▸ EXERCISE BRIEF
Going through the material below, please gather all lines with the word "white" in them.

▸ DATA TO EXAMINE

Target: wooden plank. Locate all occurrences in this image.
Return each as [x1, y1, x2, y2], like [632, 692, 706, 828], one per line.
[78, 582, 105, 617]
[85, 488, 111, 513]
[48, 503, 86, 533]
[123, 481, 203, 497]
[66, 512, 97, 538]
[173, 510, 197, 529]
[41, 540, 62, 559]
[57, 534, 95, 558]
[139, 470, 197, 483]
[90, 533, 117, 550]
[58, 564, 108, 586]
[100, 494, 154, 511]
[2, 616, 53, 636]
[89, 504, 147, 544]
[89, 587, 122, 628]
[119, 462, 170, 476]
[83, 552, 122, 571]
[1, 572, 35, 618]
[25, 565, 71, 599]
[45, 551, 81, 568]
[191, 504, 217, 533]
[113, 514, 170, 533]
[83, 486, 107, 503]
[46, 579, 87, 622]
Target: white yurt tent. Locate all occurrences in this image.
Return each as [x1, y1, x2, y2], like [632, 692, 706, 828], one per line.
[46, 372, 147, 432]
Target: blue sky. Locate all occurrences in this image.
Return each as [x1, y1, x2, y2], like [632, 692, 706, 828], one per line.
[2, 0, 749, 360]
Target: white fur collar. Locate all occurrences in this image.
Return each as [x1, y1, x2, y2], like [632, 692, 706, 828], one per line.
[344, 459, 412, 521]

▸ RESULT OF THIS TASK
Target: white yurt tent. Locate all occurrences in this image.
Target: white fur collar. Locate all occurrences in this image.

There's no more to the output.